_Problem details_: Convert the lines in the stretch from the start of the records through the line containing "positive clicks: (5, 24)" into a Markdown table with the columns Row and Line, skipping blank lines. Leave the pictures out of the table.

Saved entries:

- - -

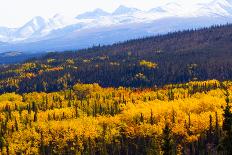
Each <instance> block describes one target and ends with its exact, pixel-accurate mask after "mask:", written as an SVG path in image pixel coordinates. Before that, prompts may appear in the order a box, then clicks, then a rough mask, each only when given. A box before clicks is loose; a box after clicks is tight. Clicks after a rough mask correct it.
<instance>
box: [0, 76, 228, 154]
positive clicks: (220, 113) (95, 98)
mask: <svg viewBox="0 0 232 155" xmlns="http://www.w3.org/2000/svg"><path fill="white" fill-rule="evenodd" d="M231 94H232V81H224V82H219V81H217V80H209V81H194V82H189V83H183V84H171V85H165V86H164V87H162V88H157V87H152V88H134V89H132V88H126V87H119V88H113V87H107V88H103V87H101V86H100V85H99V84H96V83H94V84H80V83H77V84H75V85H74V86H73V87H72V88H69V89H65V90H62V91H58V92H52V93H45V92H31V93H23V94H17V93H5V94H2V95H0V120H1V124H0V153H1V154H6V155H8V154H41V155H46V154H54V155H56V154H57V155H58V154H67V155H68V154H69V155H76V154H80V155H84V154H90V155H107V154H112V155H118V154H122V155H136V154H137V155H142V154H144V155H145V154H147V155H155V154H157V155H160V154H164V155H172V154H186V155H189V154H190V155H191V154H192V155H193V154H228V155H229V154H231V153H232V152H231V146H232V141H231V138H232V129H231V127H232V112H231V100H232V96H231Z"/></svg>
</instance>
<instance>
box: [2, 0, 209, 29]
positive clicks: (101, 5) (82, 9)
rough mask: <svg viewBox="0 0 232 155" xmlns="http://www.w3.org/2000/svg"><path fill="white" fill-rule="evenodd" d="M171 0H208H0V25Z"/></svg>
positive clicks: (5, 24)
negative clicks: (93, 10) (61, 14)
mask: <svg viewBox="0 0 232 155" xmlns="http://www.w3.org/2000/svg"><path fill="white" fill-rule="evenodd" d="M171 1H174V2H176V1H178V2H179V3H186V4H190V5H191V3H196V2H207V1H209V0H0V26H8V27H18V26H21V25H22V24H24V23H25V22H26V21H28V20H30V19H31V18H33V17H34V16H42V17H46V18H49V17H52V16H53V15H55V14H56V13H62V14H64V15H67V16H76V15H78V14H80V13H83V12H85V11H90V10H93V9H95V8H102V9H104V10H106V11H109V12H112V11H113V10H114V9H116V8H117V7H118V6H119V5H126V6H129V7H136V8H139V9H143V10H147V9H150V8H153V7H155V6H158V5H162V4H165V3H168V2H171Z"/></svg>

- - -

_Exercise response_:
| Row | Line |
|---|---|
| 1 | Each <instance> block describes one target and ends with its exact, pixel-accurate mask after "mask:", written as an SVG path in image pixel coordinates. Before that, prompts may appear in the order a box, then clicks, then a rough mask, each only when given. A box before clicks is loose; a box after clicks is tight. Clicks after a rough mask correct it. |
| 2 | <instance> |
| 3 | box: [0, 76, 228, 154] |
| 4 | positive clicks: (220, 113) (95, 98) |
| 5 | mask: <svg viewBox="0 0 232 155" xmlns="http://www.w3.org/2000/svg"><path fill="white" fill-rule="evenodd" d="M231 94H232V81H224V82H219V81H217V80H209V81H194V82H189V83H183V84H171V85H165V86H164V87H162V88H157V87H152V88H134V89H132V88H126V87H119V88H113V87H107V88H103V87H101V86H100V85H99V84H96V83H94V84H80V83H77V84H75V85H74V86H73V87H72V88H69V89H65V90H62V91H58V92H52V93H45V92H31V93H23V94H17V93H5V94H2V95H0V120H1V124H0V153H1V154H6V155H8V154H41V155H46V154H54V155H56V154H57V155H58V154H67V155H68V154H69V155H76V154H80V155H84V154H90V155H107V154H112V155H118V154H122V155H136V154H137V155H142V154H144V155H145V154H147V155H155V154H157V155H160V154H164V155H172V154H186V155H189V154H190V155H191V154H192V155H193V154H228V155H229V154H231V153H232V152H231V146H232V141H231V138H232V129H231V127H232V112H231V100H232V96H231Z"/></svg> |
| 6 | </instance> |
| 7 | <instance> |
| 8 | box: [2, 0, 209, 29] |
| 9 | positive clicks: (101, 5) (82, 9) |
| 10 | rough mask: <svg viewBox="0 0 232 155" xmlns="http://www.w3.org/2000/svg"><path fill="white" fill-rule="evenodd" d="M171 0H208H0V25Z"/></svg> |
| 11 | positive clicks: (5, 24) |